__Short task__. Retype the material word for word, beginning with the line that contains "If you could mark the metal" and continuing through the line that contains "<point>115,908</point>", both included.
----- Dataset records
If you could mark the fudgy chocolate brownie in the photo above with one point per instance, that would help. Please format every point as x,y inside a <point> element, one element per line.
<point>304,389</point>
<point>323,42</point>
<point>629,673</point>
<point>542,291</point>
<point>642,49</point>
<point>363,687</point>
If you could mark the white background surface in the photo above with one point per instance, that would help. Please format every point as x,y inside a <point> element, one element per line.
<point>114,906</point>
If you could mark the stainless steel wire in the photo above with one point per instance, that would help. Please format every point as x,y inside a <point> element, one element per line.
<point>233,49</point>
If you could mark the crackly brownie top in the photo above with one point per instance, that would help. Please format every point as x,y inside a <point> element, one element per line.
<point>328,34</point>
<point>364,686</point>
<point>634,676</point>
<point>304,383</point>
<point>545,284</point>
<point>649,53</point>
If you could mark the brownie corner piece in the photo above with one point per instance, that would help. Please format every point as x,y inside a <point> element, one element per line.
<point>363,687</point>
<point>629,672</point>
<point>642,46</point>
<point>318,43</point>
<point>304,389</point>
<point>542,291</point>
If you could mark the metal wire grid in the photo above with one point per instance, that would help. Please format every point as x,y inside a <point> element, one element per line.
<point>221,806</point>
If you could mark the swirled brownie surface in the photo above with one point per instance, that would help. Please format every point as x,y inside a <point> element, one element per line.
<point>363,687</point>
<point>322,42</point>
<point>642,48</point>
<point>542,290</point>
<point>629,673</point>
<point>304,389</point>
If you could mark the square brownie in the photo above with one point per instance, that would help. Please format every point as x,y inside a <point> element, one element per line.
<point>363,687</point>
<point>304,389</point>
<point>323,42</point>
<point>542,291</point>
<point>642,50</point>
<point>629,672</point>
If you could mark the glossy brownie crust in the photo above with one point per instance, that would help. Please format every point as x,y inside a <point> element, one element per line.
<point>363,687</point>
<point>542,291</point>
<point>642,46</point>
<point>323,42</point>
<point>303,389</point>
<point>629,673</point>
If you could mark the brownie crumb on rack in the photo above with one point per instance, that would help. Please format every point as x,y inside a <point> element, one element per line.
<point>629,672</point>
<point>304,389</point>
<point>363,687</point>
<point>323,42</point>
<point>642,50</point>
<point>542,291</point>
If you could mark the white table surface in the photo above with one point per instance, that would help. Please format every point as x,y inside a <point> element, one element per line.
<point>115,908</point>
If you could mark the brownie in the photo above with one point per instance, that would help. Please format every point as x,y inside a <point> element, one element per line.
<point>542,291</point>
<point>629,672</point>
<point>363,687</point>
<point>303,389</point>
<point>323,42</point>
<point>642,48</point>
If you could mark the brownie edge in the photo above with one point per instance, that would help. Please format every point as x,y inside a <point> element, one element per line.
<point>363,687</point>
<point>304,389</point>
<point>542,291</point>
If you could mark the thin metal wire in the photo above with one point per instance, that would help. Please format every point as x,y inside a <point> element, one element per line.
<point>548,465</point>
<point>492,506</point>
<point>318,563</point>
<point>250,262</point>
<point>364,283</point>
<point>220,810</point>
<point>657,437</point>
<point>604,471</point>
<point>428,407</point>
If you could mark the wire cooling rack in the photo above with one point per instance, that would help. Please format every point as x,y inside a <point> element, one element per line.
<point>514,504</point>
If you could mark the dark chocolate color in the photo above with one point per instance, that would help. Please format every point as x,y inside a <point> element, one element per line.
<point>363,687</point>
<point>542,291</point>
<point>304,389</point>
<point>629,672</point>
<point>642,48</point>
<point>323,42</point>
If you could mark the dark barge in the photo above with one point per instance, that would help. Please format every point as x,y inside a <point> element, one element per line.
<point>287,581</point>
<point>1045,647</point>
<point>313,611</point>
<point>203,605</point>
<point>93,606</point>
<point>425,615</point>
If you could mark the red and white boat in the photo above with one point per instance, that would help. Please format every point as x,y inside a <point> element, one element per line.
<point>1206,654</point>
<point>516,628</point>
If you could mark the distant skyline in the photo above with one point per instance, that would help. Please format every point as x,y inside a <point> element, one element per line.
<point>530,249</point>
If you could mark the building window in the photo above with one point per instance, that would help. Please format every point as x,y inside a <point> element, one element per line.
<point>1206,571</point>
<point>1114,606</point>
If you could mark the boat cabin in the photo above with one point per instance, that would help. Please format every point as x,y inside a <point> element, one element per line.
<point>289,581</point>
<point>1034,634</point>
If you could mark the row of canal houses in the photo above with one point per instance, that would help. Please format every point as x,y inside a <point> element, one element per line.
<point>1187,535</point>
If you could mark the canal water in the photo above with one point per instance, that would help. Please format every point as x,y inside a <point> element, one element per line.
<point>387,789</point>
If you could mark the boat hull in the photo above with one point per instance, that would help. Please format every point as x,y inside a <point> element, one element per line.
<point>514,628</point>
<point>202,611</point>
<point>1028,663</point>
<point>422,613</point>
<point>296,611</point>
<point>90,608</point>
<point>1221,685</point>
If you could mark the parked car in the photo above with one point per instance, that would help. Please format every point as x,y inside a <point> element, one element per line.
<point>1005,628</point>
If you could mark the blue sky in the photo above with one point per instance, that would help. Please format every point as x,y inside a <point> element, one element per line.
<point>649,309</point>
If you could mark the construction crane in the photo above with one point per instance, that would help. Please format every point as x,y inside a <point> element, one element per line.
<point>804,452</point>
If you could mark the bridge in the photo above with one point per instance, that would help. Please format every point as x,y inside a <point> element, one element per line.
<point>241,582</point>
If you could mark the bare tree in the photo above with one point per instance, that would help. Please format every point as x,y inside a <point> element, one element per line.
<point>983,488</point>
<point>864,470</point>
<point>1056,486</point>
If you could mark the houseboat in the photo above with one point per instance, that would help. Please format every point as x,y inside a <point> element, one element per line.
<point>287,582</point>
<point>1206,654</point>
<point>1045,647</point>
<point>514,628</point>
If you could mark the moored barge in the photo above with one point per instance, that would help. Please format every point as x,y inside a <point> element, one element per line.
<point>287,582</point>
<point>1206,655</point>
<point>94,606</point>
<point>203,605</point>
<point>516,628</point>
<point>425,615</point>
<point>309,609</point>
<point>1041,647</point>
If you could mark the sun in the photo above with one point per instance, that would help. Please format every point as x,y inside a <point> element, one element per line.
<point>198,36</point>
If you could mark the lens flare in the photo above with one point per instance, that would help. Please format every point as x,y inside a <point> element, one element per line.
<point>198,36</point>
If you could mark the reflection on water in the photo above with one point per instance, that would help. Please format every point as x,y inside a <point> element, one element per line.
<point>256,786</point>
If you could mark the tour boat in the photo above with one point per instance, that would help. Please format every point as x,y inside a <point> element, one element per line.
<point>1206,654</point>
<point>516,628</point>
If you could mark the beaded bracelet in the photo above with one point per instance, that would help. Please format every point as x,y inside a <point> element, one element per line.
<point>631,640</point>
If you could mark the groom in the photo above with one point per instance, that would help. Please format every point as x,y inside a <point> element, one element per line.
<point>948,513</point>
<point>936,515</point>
----------
__Expected output__.
If you could mark the metal wire grid in the photo above with one point per instance, that would help. Please format every point as x,y inside a <point> element, one element per line.
<point>221,806</point>
If you could mark the swirled brownie surface in the photo above with one point per instance, that would help. Please format every point as x,y inside a <point> element, one element per line.
<point>363,687</point>
<point>322,42</point>
<point>642,48</point>
<point>542,290</point>
<point>629,673</point>
<point>304,389</point>
If you could mark the square brownie in the photo above with one point per instance, that would help. Please format every point as x,y inside a <point> element, one element per line.
<point>363,687</point>
<point>304,389</point>
<point>323,42</point>
<point>542,291</point>
<point>642,50</point>
<point>629,672</point>
If you could mark the glossy brownie crust in the photo above with one point per instance, that would help. Please format every point as x,y inside a <point> element, one element per line.
<point>363,687</point>
<point>542,291</point>
<point>642,46</point>
<point>323,42</point>
<point>303,389</point>
<point>629,673</point>
If you could mark the brownie crumb on rack in the photo above with one point per instance, that would help. Please format every point as x,y inside a <point> element, one element per line.
<point>629,672</point>
<point>304,389</point>
<point>363,687</point>
<point>323,42</point>
<point>642,50</point>
<point>542,291</point>
If you could mark the white table surface in the photo above with one point per instance, that would help. Please format every point as x,y inside a <point> element, one element per line.
<point>115,908</point>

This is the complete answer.